- Page extract -
□ □ □ □

1) Oolite gives me joy. EVE gives me an ulcer.
2) Jihading is impossible in OOlite (A pastime where you insure your ship up to the hilt. Head into protected space nail a few traders. scoop the loot and get fried by the auto spawning "safe area" defence ships)
3) When I make something for OOlite it is for Kudos from my fellow players; not something to embellish the profits of "the man".
4) Corporate wars do not exist in oolite
5) 0.0 (a pvp region of EVE space) Doesn't exist in OOlite.
6) Personalities in Oolite are made on what they can create, not what they can destroy, screw-up, take over or misappropriate.
7) Mittani (and all his evil little elves) or BoB (whatever that dysfunctional bunch are called now), Would not give old fuddy duddys like us the time of day (believe me however supportive you are of "young bucks" there are some pocket Bonaparte's who really REALLY are beyond help.)
8) Nothing in Oolite is forced on me by "the man" I pick and choose and make my own world.

□ □ □ □

[Source records]
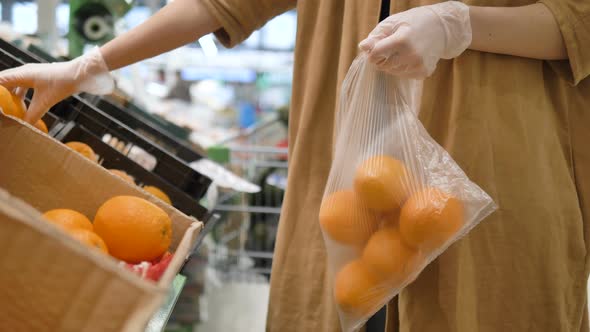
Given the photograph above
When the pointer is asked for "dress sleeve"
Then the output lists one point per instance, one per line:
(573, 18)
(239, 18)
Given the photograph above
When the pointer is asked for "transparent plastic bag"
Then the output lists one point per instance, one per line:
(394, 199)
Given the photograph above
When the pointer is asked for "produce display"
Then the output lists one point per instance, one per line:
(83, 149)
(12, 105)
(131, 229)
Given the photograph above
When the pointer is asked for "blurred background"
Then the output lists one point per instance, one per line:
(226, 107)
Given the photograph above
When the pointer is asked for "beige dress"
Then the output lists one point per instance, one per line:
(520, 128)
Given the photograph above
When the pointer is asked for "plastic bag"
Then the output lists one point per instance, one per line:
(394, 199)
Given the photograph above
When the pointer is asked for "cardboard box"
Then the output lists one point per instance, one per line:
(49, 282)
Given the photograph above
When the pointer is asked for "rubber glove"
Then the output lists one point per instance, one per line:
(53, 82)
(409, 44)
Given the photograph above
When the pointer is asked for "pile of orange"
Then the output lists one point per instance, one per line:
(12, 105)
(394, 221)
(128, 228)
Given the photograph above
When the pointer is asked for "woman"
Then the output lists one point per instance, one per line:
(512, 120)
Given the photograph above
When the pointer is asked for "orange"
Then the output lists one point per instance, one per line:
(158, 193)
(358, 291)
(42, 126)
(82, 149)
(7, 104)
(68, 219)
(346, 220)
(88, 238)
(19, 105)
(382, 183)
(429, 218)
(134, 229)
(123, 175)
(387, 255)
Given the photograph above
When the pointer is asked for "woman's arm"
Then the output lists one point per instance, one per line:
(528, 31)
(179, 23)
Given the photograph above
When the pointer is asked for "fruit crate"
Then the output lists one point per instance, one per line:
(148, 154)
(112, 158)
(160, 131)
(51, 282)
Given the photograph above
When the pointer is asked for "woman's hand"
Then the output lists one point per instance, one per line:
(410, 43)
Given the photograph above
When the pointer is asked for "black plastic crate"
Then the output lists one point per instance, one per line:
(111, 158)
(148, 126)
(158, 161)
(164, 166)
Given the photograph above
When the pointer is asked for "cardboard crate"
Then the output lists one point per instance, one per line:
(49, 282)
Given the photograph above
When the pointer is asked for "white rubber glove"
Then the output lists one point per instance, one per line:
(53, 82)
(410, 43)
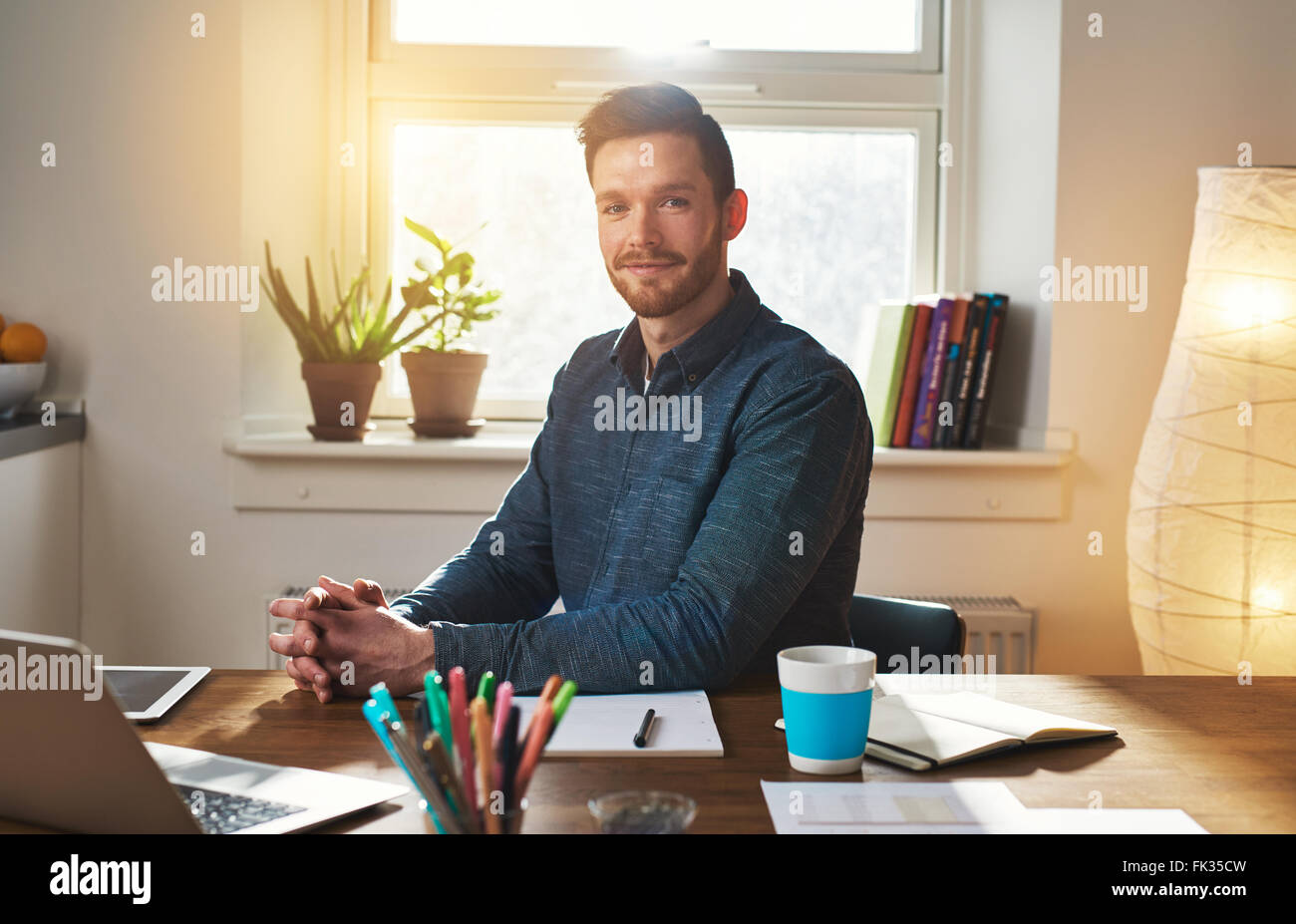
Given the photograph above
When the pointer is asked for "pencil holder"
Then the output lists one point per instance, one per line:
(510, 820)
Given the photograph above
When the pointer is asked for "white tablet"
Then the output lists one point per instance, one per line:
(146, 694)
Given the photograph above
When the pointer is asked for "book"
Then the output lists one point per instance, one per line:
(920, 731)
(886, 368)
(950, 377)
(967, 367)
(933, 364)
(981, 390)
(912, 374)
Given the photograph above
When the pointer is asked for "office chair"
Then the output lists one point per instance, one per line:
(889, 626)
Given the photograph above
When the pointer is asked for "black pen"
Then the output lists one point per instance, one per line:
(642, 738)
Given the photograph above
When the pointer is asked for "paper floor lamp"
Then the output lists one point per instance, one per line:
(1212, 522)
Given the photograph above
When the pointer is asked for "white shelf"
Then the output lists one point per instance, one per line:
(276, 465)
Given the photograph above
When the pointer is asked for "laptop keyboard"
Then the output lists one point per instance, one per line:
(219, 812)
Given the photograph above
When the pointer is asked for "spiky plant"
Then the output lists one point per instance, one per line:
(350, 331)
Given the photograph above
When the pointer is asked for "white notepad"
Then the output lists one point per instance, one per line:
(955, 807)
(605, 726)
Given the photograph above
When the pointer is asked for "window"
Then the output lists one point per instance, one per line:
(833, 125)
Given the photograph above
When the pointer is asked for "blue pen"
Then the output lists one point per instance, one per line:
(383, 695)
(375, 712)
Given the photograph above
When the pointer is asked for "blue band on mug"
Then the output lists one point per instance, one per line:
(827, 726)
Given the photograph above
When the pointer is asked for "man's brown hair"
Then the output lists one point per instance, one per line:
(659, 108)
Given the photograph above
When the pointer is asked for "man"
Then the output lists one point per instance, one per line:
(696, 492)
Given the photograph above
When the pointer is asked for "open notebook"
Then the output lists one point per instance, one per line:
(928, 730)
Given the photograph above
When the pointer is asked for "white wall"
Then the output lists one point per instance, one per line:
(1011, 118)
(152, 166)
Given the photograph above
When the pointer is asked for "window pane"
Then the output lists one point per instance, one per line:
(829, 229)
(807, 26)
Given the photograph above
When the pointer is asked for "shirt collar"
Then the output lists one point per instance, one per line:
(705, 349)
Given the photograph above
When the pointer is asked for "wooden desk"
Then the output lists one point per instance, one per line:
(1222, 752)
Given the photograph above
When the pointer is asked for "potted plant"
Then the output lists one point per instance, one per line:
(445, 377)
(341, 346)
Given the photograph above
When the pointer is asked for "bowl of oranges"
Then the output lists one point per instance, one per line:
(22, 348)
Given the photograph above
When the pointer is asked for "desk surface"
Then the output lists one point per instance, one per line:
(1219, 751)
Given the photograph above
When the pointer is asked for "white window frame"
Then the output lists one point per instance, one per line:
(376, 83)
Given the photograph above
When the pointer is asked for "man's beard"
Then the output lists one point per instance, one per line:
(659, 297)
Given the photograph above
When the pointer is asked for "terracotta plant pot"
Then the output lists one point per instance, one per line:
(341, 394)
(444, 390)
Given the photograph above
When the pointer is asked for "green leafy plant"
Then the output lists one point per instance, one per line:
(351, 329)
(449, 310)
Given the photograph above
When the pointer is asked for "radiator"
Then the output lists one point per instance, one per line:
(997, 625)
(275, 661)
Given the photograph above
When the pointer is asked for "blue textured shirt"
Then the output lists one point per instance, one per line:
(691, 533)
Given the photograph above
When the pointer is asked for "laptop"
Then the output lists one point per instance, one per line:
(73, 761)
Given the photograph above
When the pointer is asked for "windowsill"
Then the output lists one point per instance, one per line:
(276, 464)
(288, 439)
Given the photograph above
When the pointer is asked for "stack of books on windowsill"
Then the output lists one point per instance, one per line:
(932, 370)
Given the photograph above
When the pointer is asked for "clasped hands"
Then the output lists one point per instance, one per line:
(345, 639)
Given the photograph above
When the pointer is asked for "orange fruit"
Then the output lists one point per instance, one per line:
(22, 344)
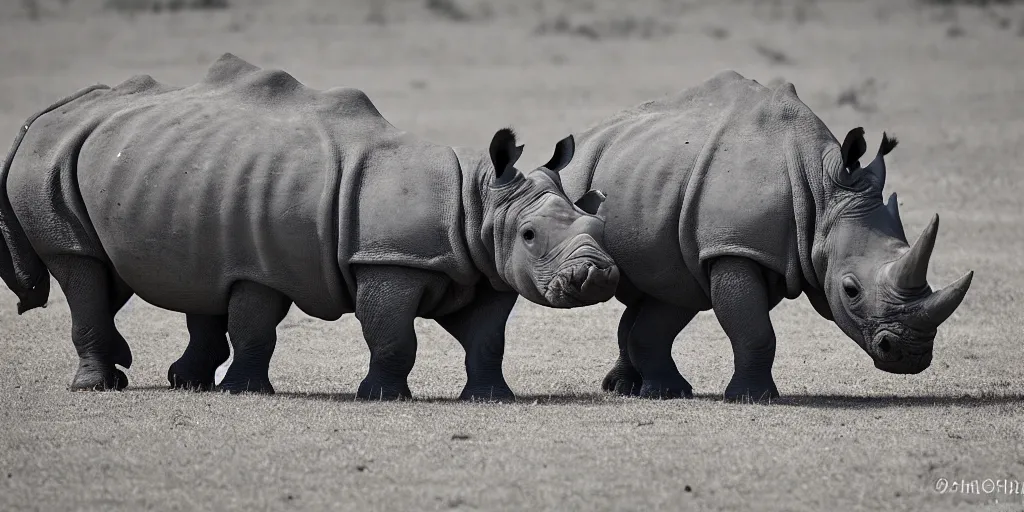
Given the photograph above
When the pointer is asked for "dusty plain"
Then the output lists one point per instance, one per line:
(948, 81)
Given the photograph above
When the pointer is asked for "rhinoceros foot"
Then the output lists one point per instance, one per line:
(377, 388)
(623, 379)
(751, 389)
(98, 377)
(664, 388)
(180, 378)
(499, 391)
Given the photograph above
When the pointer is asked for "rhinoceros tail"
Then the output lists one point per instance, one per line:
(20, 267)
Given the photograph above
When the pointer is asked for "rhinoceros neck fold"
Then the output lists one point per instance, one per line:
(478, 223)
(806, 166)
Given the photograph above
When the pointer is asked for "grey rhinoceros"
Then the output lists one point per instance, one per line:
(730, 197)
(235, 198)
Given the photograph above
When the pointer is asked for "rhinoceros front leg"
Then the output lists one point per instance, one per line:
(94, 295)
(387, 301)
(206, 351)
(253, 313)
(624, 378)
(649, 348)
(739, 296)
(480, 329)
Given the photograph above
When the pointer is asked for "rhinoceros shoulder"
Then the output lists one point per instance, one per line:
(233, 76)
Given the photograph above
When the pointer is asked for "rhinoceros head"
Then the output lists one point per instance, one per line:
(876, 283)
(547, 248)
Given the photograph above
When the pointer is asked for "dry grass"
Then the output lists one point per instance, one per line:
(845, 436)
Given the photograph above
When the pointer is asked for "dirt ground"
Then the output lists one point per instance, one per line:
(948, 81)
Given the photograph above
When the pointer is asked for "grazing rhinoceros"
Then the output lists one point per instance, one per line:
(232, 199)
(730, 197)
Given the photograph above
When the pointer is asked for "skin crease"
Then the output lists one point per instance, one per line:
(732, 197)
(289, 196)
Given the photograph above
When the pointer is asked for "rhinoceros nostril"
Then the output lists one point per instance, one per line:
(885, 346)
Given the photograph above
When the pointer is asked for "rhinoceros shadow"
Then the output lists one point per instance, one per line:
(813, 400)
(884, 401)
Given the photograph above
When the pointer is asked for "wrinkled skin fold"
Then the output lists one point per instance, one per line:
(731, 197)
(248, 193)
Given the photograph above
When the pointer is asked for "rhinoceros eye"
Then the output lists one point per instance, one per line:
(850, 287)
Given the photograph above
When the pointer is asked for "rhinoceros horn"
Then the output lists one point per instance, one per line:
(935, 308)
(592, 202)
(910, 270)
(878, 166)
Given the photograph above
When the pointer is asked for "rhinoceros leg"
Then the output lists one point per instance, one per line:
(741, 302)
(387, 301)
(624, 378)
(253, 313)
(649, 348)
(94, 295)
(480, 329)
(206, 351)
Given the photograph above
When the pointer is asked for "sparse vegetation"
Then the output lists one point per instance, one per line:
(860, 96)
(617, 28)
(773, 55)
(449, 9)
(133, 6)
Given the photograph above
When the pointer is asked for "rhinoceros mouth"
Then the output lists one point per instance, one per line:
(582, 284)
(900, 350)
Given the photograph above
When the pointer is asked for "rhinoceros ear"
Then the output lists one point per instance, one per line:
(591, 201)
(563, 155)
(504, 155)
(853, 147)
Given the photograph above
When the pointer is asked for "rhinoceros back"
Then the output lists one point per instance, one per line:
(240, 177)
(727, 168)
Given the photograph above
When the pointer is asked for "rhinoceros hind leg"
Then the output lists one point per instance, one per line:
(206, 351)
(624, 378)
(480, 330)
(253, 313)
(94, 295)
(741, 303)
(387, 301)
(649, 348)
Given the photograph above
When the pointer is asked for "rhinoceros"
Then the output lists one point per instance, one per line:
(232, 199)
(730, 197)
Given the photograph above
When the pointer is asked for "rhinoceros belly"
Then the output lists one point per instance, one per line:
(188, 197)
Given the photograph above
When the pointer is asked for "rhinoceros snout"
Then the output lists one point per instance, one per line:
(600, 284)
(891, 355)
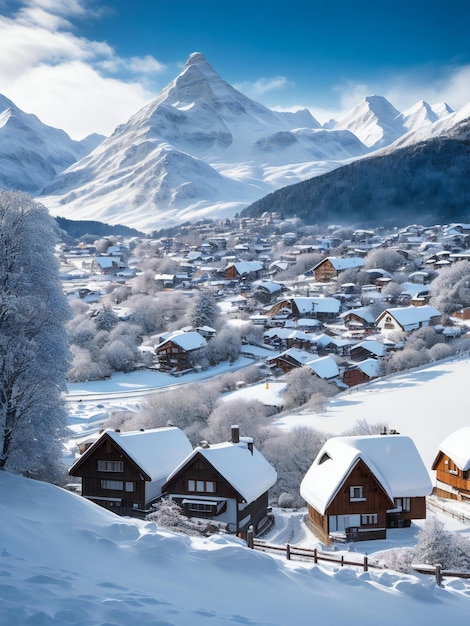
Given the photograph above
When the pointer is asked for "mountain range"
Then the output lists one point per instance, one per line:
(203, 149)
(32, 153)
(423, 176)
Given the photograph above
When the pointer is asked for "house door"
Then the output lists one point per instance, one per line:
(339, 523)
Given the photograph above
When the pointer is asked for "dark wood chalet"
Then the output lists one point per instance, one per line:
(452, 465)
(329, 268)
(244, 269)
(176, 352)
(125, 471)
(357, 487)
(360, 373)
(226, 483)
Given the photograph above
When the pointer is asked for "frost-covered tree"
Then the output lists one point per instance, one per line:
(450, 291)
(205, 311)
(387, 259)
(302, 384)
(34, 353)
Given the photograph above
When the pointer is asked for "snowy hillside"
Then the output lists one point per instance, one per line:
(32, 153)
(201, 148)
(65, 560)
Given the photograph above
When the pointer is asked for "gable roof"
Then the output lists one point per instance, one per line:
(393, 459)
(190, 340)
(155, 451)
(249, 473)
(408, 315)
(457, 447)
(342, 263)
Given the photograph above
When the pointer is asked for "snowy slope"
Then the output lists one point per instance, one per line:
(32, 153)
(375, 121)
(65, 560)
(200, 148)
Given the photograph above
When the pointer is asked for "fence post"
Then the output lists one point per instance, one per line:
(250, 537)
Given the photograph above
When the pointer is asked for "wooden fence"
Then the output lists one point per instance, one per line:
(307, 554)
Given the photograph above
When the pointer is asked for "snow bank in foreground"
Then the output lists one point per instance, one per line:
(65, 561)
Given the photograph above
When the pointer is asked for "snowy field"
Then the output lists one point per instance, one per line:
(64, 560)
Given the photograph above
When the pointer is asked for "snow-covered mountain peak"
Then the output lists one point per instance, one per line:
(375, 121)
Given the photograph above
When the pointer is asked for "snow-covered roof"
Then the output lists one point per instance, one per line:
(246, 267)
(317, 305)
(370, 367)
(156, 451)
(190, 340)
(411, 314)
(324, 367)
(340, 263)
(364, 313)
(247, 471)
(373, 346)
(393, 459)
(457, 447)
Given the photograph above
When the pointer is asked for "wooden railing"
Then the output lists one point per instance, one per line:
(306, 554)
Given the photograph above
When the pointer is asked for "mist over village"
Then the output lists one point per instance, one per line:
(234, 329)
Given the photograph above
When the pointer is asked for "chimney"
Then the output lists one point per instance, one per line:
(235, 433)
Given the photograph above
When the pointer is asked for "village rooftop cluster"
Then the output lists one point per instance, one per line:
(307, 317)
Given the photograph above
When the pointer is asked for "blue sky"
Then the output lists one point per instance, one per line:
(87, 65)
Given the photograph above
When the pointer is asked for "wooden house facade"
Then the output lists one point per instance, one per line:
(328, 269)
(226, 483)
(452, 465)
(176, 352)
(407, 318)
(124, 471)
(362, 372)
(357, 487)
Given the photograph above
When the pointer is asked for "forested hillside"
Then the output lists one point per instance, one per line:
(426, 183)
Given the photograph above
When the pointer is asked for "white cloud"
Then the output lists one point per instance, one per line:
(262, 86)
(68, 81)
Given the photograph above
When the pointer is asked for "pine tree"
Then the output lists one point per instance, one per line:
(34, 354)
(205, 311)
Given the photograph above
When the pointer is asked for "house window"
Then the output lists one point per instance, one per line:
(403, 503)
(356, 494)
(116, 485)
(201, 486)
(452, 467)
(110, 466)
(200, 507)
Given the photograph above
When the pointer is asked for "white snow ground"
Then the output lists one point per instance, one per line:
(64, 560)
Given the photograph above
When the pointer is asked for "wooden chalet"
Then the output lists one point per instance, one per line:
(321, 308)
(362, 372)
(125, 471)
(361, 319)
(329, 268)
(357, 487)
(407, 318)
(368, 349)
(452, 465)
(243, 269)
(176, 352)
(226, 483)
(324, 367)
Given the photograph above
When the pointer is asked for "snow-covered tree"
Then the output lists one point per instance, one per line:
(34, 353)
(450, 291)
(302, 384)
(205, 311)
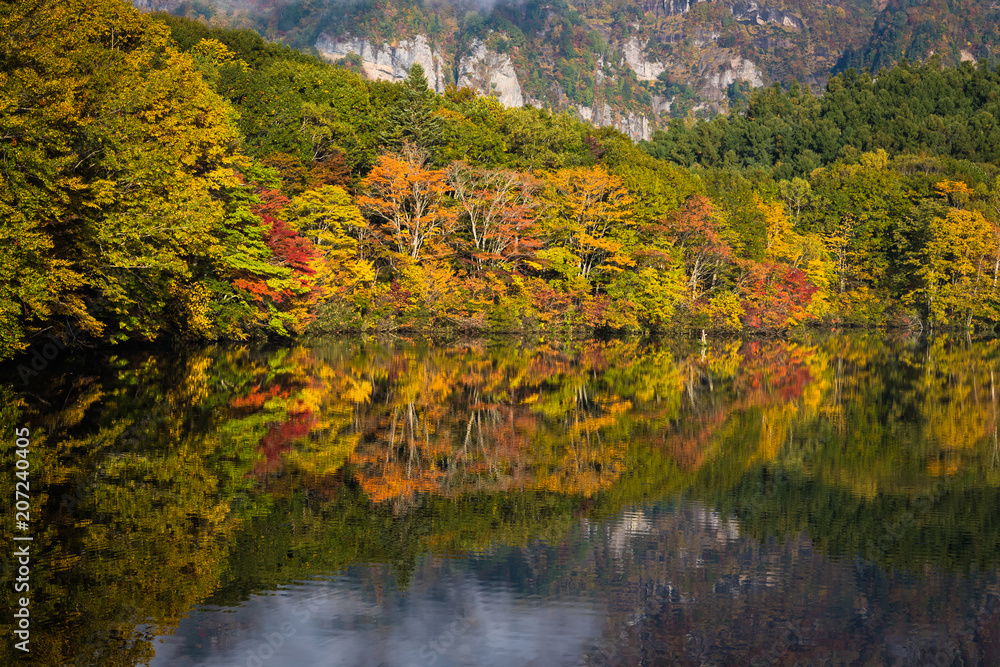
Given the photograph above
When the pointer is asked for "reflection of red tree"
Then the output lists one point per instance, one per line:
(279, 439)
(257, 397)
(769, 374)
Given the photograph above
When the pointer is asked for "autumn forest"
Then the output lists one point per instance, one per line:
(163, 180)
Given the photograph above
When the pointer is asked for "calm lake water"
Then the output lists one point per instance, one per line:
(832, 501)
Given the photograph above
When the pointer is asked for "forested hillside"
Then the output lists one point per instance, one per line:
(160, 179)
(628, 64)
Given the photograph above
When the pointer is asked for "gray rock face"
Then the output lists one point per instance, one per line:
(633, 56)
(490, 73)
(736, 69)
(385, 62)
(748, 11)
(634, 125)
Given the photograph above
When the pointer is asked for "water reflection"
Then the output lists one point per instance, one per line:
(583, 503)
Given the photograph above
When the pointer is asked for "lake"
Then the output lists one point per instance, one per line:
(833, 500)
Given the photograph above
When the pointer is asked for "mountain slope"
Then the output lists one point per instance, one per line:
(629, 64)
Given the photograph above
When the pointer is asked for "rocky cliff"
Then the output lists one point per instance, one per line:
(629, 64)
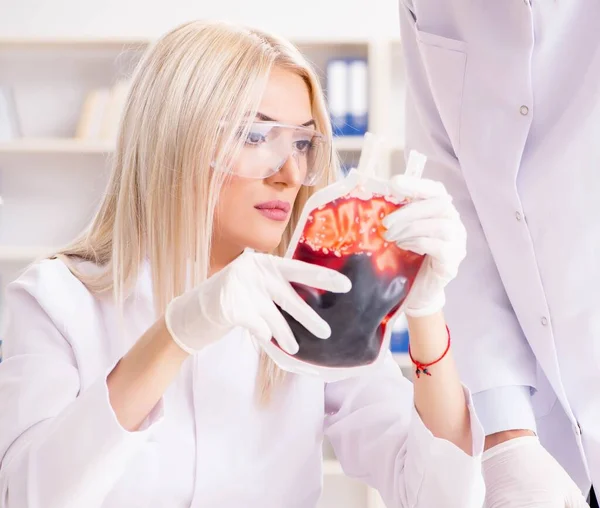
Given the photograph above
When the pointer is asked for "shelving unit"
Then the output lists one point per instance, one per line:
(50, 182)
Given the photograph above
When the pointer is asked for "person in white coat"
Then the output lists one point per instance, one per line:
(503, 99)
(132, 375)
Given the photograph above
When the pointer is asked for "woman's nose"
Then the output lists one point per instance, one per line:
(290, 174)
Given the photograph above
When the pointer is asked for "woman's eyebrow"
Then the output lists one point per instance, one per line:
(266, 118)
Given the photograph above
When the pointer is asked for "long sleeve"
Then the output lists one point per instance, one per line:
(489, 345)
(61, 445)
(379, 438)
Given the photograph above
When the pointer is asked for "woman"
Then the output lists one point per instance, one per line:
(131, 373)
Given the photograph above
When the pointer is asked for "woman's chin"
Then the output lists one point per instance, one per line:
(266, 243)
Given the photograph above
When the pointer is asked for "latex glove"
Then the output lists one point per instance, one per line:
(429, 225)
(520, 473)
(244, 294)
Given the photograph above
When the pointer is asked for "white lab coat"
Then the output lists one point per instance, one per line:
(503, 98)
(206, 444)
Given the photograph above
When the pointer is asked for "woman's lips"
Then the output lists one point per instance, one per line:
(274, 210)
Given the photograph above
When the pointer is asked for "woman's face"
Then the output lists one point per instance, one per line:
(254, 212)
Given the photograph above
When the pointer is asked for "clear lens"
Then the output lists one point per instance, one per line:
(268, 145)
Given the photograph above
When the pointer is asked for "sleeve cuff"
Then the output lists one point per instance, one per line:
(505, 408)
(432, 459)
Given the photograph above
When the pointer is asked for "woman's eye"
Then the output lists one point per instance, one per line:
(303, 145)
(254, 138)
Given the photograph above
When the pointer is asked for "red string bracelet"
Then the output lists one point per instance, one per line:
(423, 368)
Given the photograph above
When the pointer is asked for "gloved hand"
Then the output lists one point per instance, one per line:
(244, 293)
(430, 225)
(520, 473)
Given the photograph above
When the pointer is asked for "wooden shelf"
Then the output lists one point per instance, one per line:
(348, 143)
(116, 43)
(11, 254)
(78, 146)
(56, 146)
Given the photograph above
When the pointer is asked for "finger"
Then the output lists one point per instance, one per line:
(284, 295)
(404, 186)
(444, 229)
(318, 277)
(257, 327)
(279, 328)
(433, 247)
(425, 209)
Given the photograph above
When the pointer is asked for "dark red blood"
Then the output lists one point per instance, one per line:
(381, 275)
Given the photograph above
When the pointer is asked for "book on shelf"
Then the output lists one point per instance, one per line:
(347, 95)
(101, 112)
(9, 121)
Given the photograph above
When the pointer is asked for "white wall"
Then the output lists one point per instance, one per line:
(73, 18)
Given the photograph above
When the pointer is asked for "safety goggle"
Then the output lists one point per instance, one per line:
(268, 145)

□ □ □ □

Copy out the entire Oolite and EVE list word for word. Rely only on the Oolite and EVE list for what comes next, not on the records.

1) Oolite gives me joy. EVE gives me an ulcer.
2) Jihading is impossible in OOlite (A pastime where you insure your ship up to the hilt. Head into protected space nail a few traders. scoop the loot and get fried by the auto spawning "safe area" defence ships)
3) When I make something for OOlite it is for Kudos from my fellow players; not something to embellish the profits of "the man".
4) Corporate wars do not exist in oolite
5) 0.0 (a pvp region of EVE space) Doesn't exist in OOlite.
6) Personalities in Oolite are made on what they can create, not what they can destroy, screw-up, take over or misappropriate.
7) Mittani (and all his evil little elves) or BoB (whatever that dysfunctional bunch are called now), Would not give old fuddy duddys like us the time of day (believe me however supportive you are of "young bucks" there are some pocket Bonaparte's who really REALLY are beyond help.)
8) Nothing in Oolite is forced on me by "the man" I pick and choose and make my own world.